* BEGIN *
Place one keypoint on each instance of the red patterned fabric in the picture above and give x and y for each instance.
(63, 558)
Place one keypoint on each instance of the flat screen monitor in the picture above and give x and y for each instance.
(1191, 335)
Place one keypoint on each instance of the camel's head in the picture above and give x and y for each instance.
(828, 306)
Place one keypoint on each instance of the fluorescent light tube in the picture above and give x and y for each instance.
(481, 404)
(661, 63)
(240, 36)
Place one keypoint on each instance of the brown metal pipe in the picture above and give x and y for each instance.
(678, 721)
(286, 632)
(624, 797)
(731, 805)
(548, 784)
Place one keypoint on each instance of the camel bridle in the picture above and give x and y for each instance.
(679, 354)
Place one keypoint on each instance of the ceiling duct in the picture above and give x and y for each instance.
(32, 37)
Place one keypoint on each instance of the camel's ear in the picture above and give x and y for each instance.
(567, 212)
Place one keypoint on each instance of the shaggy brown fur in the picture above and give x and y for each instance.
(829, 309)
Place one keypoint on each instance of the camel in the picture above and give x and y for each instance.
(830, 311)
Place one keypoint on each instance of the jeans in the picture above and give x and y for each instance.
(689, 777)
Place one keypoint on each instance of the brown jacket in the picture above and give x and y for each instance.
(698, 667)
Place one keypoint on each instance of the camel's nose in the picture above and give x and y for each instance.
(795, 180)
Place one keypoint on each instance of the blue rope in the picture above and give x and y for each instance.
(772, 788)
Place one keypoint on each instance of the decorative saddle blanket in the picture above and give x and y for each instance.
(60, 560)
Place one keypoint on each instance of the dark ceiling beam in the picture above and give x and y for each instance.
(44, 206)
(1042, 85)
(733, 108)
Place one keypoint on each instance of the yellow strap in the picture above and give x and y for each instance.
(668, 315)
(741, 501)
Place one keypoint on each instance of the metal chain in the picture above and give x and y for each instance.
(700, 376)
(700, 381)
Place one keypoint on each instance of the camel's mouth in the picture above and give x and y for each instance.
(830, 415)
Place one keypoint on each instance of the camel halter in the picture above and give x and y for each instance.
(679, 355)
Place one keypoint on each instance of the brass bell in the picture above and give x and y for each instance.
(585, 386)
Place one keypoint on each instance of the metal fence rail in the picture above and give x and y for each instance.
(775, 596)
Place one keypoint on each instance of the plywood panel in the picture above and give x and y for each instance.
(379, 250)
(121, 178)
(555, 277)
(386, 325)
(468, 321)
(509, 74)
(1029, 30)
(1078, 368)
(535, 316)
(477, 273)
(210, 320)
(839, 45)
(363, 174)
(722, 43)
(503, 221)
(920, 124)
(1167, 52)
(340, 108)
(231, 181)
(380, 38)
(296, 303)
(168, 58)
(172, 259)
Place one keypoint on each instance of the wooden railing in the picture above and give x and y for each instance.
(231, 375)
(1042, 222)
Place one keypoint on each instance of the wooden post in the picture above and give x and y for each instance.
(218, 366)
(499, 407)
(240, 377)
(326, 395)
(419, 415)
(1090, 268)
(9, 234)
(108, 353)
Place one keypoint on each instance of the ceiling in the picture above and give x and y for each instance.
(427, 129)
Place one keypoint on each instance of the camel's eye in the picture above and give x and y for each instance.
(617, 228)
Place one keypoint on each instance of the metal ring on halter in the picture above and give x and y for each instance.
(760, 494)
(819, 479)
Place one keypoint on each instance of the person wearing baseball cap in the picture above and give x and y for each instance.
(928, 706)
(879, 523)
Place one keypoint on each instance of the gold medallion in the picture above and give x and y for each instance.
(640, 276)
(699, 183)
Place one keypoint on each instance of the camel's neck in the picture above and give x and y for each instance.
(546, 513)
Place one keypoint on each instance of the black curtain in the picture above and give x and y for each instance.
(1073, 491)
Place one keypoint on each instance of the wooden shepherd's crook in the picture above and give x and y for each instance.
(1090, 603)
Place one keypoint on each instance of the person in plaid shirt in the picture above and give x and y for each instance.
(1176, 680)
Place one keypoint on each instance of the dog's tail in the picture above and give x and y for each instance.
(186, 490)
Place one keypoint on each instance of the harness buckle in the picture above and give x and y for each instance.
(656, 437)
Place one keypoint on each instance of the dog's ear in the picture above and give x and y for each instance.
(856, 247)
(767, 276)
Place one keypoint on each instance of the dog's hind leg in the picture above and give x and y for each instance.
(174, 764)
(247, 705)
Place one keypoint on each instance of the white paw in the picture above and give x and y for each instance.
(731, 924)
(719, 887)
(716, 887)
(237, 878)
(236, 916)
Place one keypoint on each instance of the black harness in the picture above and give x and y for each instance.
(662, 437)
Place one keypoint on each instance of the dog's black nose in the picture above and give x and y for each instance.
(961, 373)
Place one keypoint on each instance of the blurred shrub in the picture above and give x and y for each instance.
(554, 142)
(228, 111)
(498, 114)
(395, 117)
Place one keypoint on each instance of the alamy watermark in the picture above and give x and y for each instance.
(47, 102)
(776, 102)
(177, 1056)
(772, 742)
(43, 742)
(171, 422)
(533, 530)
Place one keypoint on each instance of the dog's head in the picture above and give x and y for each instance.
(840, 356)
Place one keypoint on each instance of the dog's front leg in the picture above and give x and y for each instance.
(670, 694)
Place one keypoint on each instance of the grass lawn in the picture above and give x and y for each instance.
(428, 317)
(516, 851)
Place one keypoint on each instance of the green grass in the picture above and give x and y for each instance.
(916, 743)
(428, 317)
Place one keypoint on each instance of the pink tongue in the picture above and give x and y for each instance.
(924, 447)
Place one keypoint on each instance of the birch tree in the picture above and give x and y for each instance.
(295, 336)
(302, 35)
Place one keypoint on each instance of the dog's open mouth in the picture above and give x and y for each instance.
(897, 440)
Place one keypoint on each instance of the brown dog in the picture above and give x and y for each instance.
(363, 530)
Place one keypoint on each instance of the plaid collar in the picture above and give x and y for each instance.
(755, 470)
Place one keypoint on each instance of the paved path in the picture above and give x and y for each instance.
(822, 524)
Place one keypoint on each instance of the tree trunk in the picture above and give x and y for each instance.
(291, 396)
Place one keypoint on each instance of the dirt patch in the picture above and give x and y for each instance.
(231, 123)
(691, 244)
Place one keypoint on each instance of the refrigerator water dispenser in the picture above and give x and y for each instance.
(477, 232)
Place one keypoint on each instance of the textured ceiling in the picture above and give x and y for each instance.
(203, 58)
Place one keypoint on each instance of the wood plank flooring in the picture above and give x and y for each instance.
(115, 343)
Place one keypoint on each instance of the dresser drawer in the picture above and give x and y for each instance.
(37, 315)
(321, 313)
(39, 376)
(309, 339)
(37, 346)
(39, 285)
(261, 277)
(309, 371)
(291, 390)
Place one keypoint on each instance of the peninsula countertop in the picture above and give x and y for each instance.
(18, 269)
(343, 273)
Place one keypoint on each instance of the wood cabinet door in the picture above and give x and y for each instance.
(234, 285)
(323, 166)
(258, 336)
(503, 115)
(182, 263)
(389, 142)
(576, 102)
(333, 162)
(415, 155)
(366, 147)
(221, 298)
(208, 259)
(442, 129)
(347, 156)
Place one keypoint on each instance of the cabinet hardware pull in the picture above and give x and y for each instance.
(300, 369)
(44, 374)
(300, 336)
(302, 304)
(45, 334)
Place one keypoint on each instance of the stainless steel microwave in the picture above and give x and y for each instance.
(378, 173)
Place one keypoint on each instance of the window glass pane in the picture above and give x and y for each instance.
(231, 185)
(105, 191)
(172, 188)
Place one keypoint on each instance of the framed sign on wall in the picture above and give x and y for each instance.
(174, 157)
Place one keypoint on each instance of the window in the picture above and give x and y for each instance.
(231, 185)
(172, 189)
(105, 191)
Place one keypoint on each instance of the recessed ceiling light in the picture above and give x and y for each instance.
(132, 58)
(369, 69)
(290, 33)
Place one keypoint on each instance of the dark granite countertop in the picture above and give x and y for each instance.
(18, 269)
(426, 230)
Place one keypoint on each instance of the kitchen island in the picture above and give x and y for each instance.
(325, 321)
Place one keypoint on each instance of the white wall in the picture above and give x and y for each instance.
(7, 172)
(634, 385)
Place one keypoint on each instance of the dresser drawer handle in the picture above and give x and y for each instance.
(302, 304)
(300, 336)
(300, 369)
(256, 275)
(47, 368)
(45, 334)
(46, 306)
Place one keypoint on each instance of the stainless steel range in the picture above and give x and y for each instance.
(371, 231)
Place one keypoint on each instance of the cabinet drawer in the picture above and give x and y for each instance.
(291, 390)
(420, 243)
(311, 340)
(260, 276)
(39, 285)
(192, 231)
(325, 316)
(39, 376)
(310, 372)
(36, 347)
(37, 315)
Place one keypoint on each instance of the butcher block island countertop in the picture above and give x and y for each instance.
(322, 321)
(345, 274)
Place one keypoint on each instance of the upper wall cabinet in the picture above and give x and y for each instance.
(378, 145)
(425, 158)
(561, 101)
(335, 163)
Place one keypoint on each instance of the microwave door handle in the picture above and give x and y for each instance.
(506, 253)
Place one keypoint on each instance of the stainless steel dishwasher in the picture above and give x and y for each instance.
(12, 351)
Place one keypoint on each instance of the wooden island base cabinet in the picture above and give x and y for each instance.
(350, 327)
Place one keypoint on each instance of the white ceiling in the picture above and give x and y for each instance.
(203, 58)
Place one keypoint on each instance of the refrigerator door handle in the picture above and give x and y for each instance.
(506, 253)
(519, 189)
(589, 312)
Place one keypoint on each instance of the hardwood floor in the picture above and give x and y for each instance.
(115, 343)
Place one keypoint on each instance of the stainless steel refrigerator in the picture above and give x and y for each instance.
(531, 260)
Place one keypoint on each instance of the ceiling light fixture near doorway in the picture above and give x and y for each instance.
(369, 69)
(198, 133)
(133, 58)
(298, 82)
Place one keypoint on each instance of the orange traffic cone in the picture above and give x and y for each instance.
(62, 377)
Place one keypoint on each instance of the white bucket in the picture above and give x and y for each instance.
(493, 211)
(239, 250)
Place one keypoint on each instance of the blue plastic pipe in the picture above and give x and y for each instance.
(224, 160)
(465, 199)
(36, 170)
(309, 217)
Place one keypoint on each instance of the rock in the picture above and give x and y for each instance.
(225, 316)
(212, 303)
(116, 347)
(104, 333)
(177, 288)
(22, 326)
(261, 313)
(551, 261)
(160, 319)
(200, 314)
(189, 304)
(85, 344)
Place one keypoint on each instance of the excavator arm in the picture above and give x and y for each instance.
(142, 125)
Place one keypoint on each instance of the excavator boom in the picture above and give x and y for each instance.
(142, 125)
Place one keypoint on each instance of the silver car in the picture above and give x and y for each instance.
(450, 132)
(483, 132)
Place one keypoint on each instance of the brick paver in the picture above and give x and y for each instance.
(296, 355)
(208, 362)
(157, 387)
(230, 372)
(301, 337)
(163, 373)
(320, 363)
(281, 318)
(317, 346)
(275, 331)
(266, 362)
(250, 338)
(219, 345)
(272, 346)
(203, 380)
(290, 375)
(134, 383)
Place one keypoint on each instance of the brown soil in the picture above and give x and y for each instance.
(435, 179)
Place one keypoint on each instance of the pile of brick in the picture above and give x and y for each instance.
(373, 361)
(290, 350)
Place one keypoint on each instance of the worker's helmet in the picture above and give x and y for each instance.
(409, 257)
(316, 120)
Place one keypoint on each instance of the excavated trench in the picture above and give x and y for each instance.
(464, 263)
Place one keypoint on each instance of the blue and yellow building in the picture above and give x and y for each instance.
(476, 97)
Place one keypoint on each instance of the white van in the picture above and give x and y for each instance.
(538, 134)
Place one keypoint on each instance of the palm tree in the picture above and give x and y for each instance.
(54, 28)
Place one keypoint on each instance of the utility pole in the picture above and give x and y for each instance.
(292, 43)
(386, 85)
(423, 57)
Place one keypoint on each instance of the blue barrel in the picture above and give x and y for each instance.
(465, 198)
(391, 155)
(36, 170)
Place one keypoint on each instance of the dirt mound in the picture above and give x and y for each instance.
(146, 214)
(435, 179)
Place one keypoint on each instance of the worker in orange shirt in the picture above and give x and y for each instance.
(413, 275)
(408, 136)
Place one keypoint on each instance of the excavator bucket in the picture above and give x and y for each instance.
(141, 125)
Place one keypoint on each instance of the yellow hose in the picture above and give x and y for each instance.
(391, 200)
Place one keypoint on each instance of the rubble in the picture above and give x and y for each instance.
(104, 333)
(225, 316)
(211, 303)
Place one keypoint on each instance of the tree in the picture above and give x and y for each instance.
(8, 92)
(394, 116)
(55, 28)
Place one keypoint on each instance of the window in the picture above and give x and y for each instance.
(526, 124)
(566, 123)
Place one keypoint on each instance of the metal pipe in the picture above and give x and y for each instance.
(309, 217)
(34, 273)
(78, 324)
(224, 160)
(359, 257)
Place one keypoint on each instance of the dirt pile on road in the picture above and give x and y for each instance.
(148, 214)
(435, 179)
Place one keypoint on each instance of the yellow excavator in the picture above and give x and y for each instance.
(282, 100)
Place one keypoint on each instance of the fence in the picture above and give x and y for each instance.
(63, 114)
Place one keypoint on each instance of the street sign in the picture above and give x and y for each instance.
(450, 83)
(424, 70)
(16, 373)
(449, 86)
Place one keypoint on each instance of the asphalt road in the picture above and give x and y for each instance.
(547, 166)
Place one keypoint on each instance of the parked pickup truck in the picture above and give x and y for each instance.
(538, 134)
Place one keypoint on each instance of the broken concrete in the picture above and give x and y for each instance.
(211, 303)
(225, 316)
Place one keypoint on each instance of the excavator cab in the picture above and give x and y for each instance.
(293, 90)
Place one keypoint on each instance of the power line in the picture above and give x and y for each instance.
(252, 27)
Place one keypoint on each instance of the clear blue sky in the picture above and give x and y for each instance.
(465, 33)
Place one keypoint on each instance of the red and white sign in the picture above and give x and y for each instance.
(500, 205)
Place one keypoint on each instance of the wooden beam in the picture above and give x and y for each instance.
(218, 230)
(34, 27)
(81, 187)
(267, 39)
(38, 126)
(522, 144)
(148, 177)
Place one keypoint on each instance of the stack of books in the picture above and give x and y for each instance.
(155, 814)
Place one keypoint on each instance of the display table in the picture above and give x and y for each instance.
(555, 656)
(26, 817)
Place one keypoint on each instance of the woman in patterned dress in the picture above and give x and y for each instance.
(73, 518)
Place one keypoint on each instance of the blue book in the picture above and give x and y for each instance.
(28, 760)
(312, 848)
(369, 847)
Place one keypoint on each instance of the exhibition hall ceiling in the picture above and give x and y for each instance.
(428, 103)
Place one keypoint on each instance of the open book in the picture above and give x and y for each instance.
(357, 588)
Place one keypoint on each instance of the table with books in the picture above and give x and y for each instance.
* END *
# Task to carry out
Copy out the lines running from the start of the items through the line that contains "(1191, 335)", both ends included.

# Task response
Place one keypoint on each instance of the red patterned fabric in the picture above and give x and y for each instance.
(63, 558)
Place one keypoint on each instance of the flat screen monitor in the picture above and give x and y for each instance.
(1191, 335)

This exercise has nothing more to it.